**Requirements**
Copy the material from its first line through the line containing "204 213 L 203", inclusive, changing "bird's tail" to "tail feathers" and leaving all else unchanged.

**Data extract**
<<<<

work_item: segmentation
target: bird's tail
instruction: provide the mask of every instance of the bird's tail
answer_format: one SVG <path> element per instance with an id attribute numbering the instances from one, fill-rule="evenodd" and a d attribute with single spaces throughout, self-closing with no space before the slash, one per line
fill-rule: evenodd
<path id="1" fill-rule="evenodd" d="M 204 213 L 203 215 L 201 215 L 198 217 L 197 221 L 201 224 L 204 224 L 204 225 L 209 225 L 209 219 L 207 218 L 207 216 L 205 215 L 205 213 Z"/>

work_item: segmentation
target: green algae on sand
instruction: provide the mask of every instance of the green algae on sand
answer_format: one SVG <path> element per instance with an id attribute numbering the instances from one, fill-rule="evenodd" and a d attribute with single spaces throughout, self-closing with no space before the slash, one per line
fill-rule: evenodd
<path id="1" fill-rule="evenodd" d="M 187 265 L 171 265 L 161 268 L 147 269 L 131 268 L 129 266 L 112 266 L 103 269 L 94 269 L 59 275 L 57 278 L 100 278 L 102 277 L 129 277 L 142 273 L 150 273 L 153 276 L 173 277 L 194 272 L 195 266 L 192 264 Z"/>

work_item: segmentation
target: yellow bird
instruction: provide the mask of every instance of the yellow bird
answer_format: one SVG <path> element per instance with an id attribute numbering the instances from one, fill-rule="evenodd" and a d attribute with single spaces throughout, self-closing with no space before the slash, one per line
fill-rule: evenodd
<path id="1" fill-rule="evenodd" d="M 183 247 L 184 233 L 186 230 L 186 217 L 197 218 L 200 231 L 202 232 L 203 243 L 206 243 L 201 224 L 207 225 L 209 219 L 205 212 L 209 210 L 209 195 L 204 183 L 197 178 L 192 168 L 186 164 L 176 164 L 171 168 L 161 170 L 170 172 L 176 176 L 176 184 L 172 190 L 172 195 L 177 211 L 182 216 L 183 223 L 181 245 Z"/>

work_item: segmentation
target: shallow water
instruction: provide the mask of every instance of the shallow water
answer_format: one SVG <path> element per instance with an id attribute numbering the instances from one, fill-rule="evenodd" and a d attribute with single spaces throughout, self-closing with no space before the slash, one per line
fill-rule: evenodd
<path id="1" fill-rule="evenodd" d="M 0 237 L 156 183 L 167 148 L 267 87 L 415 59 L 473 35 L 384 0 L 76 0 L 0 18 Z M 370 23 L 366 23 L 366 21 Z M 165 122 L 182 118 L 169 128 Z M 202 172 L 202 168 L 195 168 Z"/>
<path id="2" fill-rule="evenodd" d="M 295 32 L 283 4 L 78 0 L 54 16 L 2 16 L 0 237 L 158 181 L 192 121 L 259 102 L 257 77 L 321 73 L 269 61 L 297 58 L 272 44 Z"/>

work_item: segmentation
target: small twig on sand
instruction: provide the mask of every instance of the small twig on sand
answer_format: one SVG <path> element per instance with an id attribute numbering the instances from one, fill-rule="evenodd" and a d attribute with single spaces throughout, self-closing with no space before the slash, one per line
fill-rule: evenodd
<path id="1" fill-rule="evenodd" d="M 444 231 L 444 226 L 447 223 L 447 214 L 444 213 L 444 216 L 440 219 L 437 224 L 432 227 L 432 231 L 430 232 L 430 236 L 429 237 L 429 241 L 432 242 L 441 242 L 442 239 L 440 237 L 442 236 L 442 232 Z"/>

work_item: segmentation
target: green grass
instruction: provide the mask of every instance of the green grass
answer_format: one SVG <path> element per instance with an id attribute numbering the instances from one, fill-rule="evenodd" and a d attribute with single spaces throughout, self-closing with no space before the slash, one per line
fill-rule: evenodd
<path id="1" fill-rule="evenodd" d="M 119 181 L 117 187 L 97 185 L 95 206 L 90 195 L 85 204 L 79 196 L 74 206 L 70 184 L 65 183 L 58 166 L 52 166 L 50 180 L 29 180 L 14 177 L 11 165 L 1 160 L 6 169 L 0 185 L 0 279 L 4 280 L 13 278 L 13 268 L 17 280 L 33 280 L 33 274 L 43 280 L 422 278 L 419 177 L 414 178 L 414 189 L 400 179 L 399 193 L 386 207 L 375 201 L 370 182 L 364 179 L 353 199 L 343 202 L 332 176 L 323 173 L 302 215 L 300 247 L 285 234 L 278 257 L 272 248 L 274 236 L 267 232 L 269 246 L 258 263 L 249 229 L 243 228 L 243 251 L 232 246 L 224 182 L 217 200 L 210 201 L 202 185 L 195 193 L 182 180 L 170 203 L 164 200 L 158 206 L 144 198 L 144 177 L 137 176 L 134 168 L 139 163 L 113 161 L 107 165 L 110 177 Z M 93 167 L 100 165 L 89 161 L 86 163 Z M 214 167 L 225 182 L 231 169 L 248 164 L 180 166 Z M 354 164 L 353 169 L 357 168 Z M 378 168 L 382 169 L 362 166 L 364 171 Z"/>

>>>>

**Answer below**
work_item: segmentation
target: tail feathers
instruction: provide the mask of every instance of the tail feathers
answer_format: one SVG <path> element per instance with an id attribute numbering the instances from one, fill-rule="evenodd" and a d attribute with single spaces throughout, self-closing with no space before the slash, one per line
fill-rule: evenodd
<path id="1" fill-rule="evenodd" d="M 204 213 L 203 215 L 201 215 L 198 217 L 197 221 L 201 224 L 204 224 L 204 225 L 209 225 L 209 219 L 207 218 L 207 216 L 205 215 L 205 213 Z"/>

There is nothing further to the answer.